[START Items]

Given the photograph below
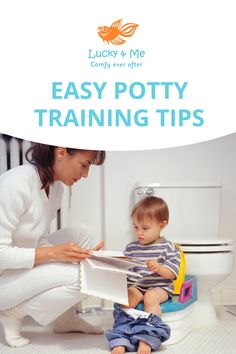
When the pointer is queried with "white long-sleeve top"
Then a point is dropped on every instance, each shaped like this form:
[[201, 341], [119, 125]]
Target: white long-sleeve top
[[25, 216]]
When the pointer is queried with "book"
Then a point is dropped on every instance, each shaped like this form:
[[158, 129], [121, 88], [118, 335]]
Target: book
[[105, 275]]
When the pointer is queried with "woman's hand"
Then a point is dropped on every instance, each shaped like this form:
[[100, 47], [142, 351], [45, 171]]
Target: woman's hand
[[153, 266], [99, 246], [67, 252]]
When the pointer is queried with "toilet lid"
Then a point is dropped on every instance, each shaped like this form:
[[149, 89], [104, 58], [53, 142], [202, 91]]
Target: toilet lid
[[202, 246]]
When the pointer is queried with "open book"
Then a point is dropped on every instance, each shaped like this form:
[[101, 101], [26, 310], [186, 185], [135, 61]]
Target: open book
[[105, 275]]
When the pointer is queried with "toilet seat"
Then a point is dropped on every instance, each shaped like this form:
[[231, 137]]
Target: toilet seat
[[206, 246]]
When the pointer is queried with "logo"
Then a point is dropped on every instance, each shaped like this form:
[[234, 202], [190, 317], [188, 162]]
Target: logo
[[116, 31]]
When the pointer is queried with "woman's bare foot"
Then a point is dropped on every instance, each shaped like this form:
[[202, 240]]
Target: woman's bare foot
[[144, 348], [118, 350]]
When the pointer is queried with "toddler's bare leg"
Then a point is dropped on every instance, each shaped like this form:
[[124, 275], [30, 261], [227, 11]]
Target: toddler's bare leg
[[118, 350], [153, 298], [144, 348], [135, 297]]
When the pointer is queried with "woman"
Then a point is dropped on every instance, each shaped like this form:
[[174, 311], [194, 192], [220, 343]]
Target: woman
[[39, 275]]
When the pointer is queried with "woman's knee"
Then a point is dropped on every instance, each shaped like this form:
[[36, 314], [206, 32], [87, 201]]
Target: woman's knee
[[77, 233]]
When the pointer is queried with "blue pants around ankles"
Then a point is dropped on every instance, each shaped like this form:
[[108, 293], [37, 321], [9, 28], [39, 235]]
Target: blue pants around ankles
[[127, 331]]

[END Items]
[START Items]

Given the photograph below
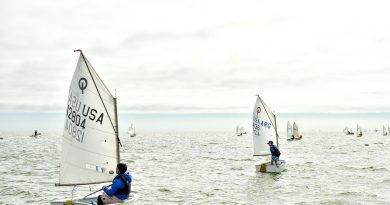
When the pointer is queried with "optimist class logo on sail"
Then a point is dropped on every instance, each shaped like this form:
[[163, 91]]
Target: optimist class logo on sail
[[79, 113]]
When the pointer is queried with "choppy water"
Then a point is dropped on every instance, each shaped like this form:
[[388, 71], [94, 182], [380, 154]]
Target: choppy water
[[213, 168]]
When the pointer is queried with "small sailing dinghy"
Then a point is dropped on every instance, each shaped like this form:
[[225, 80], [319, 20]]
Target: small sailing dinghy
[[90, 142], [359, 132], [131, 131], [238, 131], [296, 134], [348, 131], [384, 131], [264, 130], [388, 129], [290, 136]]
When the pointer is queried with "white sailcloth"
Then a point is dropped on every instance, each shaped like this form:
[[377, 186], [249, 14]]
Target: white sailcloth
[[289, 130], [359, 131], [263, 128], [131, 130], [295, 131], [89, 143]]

[END Items]
[START Items]

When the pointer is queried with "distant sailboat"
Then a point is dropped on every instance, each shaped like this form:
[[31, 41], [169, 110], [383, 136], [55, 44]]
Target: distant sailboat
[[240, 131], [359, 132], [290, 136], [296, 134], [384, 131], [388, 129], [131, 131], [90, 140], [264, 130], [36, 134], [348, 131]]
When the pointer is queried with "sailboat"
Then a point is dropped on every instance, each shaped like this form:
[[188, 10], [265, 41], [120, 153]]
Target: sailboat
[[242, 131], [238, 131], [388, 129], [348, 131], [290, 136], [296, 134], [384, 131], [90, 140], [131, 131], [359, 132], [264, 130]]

[END Items]

▶ Exercise prompt
Which lines of the data above contain the string "white"? Copy each of those lines, and treat uppercase and lowercase as different.

▶ Response to the exercise
When the pointer is queried with "white long-sleeve top"
Target: white long-sleeve top
When the pointer is queried with "white sailcloth"
Target: white sailcloth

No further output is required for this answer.